** Begin **

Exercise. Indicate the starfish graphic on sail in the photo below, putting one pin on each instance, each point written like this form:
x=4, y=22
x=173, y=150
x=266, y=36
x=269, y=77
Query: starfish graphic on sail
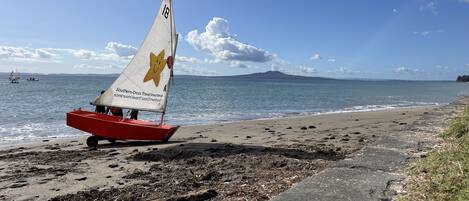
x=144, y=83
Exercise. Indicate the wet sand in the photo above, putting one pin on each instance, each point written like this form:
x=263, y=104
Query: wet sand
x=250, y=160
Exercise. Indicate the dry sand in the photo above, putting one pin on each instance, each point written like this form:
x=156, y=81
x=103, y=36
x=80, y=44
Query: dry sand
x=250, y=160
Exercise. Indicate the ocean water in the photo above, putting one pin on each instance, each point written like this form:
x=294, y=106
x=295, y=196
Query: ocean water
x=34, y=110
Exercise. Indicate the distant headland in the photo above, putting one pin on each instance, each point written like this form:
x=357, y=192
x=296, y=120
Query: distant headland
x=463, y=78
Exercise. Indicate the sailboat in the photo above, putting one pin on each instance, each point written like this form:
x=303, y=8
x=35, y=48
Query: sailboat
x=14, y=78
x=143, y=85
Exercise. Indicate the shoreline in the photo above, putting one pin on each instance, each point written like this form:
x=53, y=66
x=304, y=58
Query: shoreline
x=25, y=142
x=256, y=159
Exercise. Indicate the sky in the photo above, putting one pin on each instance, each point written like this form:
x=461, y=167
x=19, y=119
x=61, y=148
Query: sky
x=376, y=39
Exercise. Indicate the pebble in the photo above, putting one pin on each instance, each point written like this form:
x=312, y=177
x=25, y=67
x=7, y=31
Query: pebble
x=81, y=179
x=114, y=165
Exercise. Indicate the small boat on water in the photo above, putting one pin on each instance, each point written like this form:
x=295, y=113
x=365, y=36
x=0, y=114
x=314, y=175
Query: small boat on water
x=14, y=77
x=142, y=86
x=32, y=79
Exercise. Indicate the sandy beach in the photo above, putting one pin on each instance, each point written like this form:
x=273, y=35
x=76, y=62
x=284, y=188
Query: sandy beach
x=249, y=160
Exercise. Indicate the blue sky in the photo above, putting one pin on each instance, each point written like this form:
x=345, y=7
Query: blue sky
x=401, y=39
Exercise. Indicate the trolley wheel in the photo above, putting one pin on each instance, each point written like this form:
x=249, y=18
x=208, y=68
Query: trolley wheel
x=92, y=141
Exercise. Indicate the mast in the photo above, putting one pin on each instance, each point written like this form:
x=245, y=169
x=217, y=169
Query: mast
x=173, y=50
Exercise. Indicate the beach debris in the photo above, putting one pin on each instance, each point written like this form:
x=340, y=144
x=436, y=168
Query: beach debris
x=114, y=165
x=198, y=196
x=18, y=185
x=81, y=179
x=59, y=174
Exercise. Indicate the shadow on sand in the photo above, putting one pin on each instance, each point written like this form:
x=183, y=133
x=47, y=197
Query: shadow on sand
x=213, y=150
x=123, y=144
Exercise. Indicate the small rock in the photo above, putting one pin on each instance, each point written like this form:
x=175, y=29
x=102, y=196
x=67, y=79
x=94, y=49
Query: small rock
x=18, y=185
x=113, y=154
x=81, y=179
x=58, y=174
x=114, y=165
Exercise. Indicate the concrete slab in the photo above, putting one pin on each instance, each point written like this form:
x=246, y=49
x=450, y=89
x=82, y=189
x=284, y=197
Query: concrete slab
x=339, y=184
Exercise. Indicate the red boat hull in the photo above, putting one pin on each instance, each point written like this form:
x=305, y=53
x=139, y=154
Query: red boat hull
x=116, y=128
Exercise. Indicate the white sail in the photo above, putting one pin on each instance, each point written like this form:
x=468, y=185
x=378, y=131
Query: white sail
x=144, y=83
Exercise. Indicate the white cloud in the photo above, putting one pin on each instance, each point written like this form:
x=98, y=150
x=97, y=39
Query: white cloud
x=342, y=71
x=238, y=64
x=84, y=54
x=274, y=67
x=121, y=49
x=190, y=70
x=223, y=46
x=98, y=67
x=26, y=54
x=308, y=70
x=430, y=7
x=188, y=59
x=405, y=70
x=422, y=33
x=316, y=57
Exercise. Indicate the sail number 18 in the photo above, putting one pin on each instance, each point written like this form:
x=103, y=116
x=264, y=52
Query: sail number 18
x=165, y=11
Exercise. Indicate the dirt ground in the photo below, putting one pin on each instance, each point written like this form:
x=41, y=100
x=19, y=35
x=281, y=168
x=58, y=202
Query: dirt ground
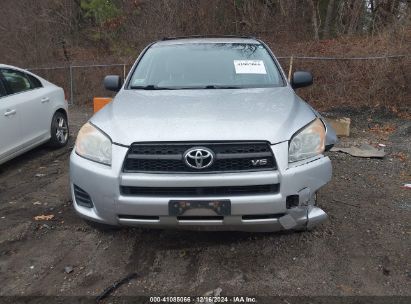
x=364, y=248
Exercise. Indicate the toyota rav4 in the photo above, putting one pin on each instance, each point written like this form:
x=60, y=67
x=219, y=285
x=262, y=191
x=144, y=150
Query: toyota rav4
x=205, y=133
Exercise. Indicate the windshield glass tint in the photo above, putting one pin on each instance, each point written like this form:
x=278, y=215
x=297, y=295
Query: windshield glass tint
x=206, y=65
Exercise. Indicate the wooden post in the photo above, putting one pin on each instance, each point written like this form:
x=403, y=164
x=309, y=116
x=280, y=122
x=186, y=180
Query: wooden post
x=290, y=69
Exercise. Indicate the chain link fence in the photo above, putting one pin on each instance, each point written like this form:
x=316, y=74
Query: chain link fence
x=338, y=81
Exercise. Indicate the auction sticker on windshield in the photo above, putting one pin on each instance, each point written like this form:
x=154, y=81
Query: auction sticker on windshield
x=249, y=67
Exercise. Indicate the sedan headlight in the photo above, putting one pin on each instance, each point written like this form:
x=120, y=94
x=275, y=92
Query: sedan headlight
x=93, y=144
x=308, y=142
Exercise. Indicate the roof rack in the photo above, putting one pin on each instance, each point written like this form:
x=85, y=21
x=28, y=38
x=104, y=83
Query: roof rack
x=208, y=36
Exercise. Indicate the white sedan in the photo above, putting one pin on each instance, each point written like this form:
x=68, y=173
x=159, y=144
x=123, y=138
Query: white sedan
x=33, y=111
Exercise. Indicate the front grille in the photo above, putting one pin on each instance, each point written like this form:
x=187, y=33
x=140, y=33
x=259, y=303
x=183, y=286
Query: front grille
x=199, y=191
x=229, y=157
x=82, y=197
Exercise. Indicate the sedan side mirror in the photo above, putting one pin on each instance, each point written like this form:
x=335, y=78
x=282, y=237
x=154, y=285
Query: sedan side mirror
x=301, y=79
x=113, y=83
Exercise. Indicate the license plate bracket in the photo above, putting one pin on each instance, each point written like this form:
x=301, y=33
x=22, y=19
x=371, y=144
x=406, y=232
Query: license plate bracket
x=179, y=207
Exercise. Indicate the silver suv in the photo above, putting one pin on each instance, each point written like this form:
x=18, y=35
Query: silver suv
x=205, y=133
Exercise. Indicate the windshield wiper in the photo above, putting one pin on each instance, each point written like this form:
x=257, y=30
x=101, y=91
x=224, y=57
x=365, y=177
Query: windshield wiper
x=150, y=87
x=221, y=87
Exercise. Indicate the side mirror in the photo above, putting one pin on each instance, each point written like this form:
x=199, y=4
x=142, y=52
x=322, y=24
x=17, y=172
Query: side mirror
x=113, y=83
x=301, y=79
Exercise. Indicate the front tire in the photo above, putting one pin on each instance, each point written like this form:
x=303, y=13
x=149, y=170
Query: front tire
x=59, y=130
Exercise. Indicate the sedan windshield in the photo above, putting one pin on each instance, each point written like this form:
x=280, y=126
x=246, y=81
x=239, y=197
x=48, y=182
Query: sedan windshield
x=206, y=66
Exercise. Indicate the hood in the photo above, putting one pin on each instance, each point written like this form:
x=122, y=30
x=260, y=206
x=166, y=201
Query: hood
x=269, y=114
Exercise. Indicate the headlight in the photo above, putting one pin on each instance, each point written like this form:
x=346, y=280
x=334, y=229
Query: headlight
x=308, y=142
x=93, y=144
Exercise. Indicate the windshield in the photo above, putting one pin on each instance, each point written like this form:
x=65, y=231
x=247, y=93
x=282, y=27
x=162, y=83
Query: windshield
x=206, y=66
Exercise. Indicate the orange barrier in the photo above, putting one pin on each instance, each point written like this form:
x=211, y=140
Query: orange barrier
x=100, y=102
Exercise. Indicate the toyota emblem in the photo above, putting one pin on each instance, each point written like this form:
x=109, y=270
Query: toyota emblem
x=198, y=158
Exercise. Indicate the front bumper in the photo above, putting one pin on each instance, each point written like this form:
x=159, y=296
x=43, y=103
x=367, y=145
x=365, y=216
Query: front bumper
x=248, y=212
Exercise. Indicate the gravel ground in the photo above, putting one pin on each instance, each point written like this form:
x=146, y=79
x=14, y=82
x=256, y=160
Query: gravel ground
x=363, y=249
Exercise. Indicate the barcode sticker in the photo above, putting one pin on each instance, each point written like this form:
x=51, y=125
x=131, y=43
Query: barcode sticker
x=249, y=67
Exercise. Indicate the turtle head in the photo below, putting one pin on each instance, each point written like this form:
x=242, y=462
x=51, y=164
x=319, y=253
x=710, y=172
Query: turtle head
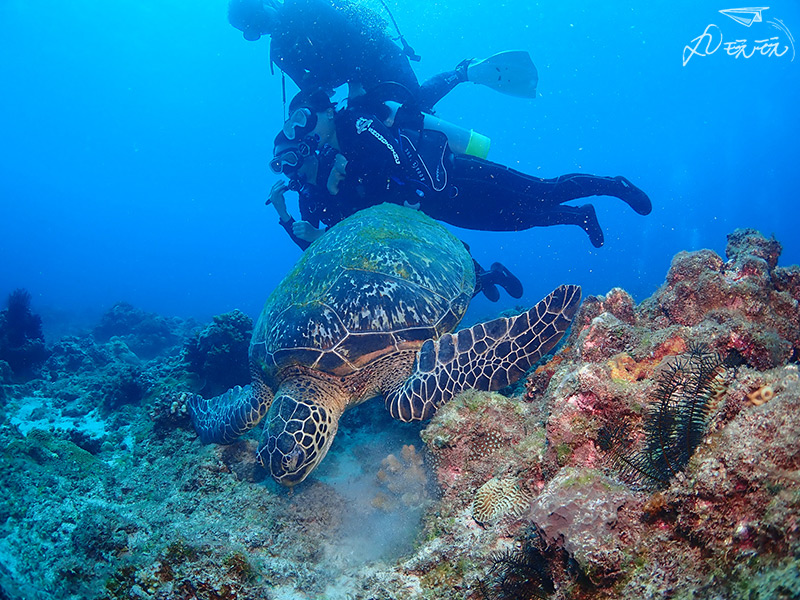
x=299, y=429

** End **

- _WHAT THIS TASK INVOLVES_
Revise the listing starting at the line containing "Exercise. Indicate the windshield in" and ending with the line containing "x=198, y=158": swap "orange barrier" for "traffic barrier" and leave everything else untouched. Give back only that stretch of lines.

- _WRITTEN REPLY_
Exercise. Indicate the windshield in the photo above, putting one pin on each instance, each point written like this form:
x=65, y=231
x=247, y=93
x=282, y=27
x=162, y=83
Query: windshield
x=206, y=66
Exercise. Indicate the traffic barrier in the photo above, putting one pin on each instance, each point written like this form:
x=211, y=140
Query: traffic barrier
x=100, y=102
Exercise. Indicate the toyota emblem in the photo above, putting one pin on each instance, each point written like this form:
x=109, y=270
Query: toyota emblem
x=198, y=158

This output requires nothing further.